• [EXPLORE THE MATERIAL]:
1. In the commentary on the Valleyfair assault case, why have the police not released the names of the victim or his family?
2. Carry the commentary on the Valleyfair assault case further, starting right after its final sentence.

• [STUDY TEXT]:

• • •

12. Finally, and it really peeves me to have to say this, we don't know the race of the victim. We know the race of the perpetrators; they're all black, look like gangstas, and several of them already have lengthy adult criminal records. But in the worst of the mall ninja commentaries on this case — the posts that seemingly come from fellows upset that the dry cleaners couldn't get the soot stains from the last cross-burning out of their hoods — it's plainly assumed the victim and his family are white, and that this is a black-on-white gang crime.
That assumption can't be supported. Valleyfair draws customers from all over the metro area. The police have not released the names of the victim or his family, for fear of witness intimidation. (Good, hope that works, 'cause right now there's another Minneapolis cop out on paid administrative leave because he got caught selling the names and addresses of police informants and confidential witnesses to a gang member for a benjamin a head.) But based on the speech markers in the few quotes from the victim's wife that have been printed in the paper, the victim and his family may very well be black, too. Does that change how you perceive the story?
Or, here's another alternative. I've already heard a gentleman of color on one of the local radio stations explain that the way it's being told in his neighborhood is that there never was any sexual assault on the 12-year-old daughter in the first place. Rather, the victim and his family are white, true enough, but it was when mean old racist white daddy caught his little white blond-haired blue-eyed darling making out in the parking lot with the 14-year-old black boy that he started beating up the black kid, and it was only then that the older black men jumped in to defend their little brother.
Personally, this last story sounds like a total crock of rancid dingo's kidneys to me and absolutely pegs my BS meter, but the point is, we weren't there. We don't know what really happened. So we all of this posturing and chest-pounding about what would have happened if we were there is just so much jacking-off.

• • •

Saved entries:
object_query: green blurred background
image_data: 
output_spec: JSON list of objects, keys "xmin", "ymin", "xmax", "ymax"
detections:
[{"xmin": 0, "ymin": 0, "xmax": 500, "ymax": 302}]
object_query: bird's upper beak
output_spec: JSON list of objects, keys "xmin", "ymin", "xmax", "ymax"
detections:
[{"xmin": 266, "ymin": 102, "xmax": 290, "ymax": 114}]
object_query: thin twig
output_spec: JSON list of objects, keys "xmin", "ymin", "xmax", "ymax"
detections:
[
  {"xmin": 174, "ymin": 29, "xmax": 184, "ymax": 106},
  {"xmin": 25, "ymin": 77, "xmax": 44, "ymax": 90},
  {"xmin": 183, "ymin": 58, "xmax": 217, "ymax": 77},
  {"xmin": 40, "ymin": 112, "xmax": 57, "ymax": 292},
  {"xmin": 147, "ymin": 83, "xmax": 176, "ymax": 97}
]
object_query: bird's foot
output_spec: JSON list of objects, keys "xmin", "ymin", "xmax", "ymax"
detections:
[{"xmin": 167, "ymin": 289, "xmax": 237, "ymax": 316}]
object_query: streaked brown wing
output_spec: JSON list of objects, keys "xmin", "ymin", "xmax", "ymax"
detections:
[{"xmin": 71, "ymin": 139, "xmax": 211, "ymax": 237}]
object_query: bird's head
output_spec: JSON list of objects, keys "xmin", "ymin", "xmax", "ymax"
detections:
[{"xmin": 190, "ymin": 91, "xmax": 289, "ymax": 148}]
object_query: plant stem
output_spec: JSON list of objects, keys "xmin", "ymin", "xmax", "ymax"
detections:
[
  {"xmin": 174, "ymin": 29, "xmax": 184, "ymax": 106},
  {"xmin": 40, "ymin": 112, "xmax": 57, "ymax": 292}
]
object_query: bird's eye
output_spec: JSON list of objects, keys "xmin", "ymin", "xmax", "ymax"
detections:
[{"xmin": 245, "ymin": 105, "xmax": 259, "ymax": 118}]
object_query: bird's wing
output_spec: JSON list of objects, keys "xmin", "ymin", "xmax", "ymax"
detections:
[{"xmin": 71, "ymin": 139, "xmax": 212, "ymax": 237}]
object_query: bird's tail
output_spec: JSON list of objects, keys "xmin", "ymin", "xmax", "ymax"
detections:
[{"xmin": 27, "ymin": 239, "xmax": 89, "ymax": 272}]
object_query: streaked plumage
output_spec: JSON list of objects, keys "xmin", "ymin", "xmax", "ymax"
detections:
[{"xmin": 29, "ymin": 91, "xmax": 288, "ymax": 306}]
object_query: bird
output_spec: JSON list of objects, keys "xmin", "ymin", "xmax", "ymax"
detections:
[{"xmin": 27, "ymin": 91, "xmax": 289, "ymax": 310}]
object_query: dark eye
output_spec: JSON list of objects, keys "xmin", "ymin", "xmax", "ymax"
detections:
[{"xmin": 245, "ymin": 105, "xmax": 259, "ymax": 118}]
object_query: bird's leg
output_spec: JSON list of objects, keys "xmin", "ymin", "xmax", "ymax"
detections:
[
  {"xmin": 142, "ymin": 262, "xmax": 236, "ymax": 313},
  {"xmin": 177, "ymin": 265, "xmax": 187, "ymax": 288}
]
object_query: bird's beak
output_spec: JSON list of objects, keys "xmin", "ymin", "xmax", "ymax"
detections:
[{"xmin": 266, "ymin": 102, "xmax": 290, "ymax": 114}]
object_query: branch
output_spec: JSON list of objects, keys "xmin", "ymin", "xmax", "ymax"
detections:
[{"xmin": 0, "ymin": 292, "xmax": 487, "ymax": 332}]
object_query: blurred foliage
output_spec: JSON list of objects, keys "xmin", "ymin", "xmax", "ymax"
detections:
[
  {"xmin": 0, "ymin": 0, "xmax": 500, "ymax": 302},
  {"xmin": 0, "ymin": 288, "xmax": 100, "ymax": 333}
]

• • •

• [YOUR RESPONSES]:
1. For fear of witness intimidation.

2.
This story doesn't have a clean ending. True crime stories rarely do. But now that I've laid out some ugly truths, let's think this through. You are with your wife and children, in the poorly lit parking lot of a popular amusement park, slightly after midnight. You have your cell phone in your pocket; you also have your favorite weapon of choice concealed on your person, and despite its being the 4th of July, you've been a good boy and haven't had a single alcoholic beverage all day. There are lots of people you don't know around, walking to their cars; when suddenly you hear a woman scream, and look to see a man you don't know falling to the ground, while being beaten and kicked by seven or eight thuggish-looking young black men. (It's hard to tell exactly how many are assaulting him because they're moving fast.) You can't see the man or his family well-enough to determine race: they might be white, they might be black, they might be Mexicans; heck, they might even be Muslims. Nobody else is doing anything except standing there gaping in horror. There isn't a single police officer or rentacop anywhere in sight. You don't know what happened thirty seconds before you arrived on the scene; at this exact moment, this is everything you know. Clearly, though, if you always wanted to be a Lone Hero, this is your big chance.
So, realistically, now: what do you do?